### RECORD EXCERPTS

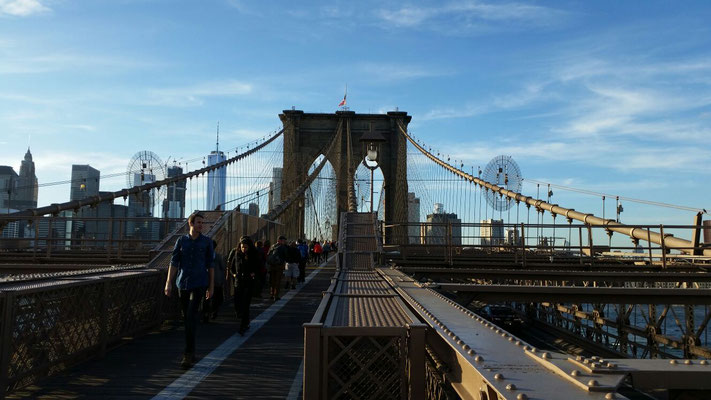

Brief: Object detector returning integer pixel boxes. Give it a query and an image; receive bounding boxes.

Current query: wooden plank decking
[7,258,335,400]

######
### RECORD EXCERPTS

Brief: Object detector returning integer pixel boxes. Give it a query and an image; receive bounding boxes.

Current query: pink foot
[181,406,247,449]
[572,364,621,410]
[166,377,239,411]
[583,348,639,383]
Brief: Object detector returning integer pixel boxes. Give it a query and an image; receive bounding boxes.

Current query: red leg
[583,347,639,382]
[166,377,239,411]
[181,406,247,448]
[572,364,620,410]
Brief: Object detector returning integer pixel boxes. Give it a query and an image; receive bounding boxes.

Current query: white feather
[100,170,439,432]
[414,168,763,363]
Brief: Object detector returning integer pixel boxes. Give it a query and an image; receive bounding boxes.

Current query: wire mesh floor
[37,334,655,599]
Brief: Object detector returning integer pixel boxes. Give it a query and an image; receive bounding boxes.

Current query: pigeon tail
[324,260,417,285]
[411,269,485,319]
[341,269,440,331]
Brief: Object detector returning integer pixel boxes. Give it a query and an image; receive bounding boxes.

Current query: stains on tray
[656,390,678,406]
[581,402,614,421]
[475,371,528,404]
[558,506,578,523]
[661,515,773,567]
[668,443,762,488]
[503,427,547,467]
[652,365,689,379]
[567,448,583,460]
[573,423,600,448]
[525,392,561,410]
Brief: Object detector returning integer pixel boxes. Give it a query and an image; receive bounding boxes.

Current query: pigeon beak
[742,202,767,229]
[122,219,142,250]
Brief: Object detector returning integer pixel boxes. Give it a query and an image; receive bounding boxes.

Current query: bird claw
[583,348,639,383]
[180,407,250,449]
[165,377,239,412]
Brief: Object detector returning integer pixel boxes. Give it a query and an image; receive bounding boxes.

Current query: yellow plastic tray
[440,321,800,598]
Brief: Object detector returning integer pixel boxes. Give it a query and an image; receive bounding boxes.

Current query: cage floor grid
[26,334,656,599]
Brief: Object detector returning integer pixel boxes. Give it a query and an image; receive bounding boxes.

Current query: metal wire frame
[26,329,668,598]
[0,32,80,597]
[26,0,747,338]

######

● TO BE DONE: How many lines in the items above contain the string "tray"? Case counts. Reply with the number alone.

● EXERCISE RESPONSE: 2